** WORK INSTRUCTIONS **
Word for word, repeat all of the entries below.

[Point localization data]
*** Block opens ***
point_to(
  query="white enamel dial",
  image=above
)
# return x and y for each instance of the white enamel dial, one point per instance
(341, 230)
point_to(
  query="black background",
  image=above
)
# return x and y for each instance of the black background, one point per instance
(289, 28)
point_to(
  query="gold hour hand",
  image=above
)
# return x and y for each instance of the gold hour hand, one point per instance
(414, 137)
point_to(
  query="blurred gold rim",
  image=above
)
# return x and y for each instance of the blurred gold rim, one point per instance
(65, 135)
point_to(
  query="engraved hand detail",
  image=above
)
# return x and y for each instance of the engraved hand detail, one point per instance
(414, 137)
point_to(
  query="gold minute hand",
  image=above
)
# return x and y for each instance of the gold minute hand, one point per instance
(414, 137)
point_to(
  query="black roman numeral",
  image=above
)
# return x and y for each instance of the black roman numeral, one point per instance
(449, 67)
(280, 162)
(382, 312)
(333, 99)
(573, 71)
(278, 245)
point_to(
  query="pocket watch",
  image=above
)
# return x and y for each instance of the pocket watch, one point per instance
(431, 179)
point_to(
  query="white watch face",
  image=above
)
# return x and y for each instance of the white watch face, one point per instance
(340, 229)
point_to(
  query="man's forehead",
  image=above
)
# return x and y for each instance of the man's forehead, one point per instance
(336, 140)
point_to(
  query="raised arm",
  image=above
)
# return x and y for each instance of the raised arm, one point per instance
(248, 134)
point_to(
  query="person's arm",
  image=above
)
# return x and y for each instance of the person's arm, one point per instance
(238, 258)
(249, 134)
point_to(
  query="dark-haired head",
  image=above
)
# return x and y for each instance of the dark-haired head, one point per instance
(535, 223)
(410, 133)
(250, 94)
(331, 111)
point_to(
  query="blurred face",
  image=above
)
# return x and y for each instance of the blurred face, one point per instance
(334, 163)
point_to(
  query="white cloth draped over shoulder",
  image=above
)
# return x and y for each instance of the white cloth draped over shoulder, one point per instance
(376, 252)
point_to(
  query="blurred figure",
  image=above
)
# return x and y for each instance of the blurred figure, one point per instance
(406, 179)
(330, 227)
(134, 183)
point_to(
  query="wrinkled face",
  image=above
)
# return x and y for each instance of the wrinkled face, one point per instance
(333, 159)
*** Block closes ***
** REPLY TO THE EXERCISE **
point_to(
  query="white enamel dial",
  image=above
)
# return x and y for each instance of the white enamel dial, one point per instance
(341, 230)
point_to(
  query="black background",
  image=above
)
# return x and y for each instance of the black background, one point per instance
(289, 28)
point_to(
  query="gold hour hand",
  image=above
)
# return x and y for each instance of the gold hour hand, one point per instance
(414, 137)
point_to(
  query="blurred gold rim",
  image=above
)
# return x and y for each instance of the blurred gold rim, one point per instance
(65, 135)
point_to(
  query="engraved hand detail",
  image=above
)
# return x and y for each instance of the engraved hand detail, one point per instance
(414, 137)
point_to(
  query="gold minute hand",
  image=above
)
# return x and y for each instance of the gold minute hand, one point per instance
(414, 137)
point_to(
  query="black roman numeral",
  image=above
)
# return x and y for each instance of the black roman numeral, one point per instance
(449, 67)
(280, 162)
(382, 312)
(333, 99)
(573, 71)
(278, 245)
point_to(
  query="pocket watch",
  image=above
)
# return x and y for each instance of the pocket watch, one point per instance
(431, 179)
point_to(
  query="white watch face",
  image=above
)
# return x and y for each instance of the white watch face, one point per instance
(340, 229)
point_to(
  query="man's forehead",
  image=above
)
# return x and y for each instance of the man's forehead, one point per instance
(336, 140)
point_to(
  query="raised arm",
  image=above
)
# return x and y for each instance of the raised arm, one point per instance
(248, 134)
point_to(
  query="person's arm",
  image=above
)
# return x and y for each instance of the person's arm, one point per instance
(238, 258)
(249, 134)
point_to(
  query="dark-haired head",
  image=above
)
# return x and y for each instance of the dark-haired head, one point per instance
(535, 223)
(410, 133)
(250, 94)
(331, 111)
point_to(
  query="blurred face",
  image=above
)
# return x and y for each instance of the blurred face, one point per instance
(334, 163)
point_to(
  query="white cloth draped over shoulder",
  image=above
)
# return x and y for each instance of the white cloth draped over shoulder, one point per instance
(376, 252)
point_to(
  query="blurred figure",
  image=above
)
# return x and y for each instance of the blurred figure, one point per instance
(406, 179)
(330, 227)
(134, 183)
point_to(
  query="wrinkled face",
  image=above
)
# return x and y for each instance of the wrinkled face, one point per instance
(333, 159)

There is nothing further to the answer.